:: PROBLEM TO SOLVE ::
Look below for the line containing "Target: pine tree" and the line containing "Target: green lawn"; repeat exactly those two lines and all lines between them, and nothing else.
....................
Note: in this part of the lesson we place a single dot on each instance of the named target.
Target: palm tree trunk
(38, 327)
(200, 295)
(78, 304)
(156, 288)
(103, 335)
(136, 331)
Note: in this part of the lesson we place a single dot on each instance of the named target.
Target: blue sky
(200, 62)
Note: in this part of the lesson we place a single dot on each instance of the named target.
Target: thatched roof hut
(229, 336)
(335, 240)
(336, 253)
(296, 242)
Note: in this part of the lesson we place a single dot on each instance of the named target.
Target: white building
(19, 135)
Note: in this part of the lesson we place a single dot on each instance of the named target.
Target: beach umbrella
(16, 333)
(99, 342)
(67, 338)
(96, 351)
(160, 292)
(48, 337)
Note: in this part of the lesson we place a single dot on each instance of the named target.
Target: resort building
....................
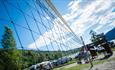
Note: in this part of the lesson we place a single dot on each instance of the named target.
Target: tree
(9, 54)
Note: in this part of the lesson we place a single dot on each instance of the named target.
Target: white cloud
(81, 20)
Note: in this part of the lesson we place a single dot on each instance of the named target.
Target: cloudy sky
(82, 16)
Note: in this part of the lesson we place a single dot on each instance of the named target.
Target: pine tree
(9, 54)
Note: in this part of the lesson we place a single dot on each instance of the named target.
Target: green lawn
....................
:: ANSWER AREA ::
Target: pine tree
(9, 54)
Note: in this part of the lesson we place a single dot on each instance of the named target.
Target: green lawn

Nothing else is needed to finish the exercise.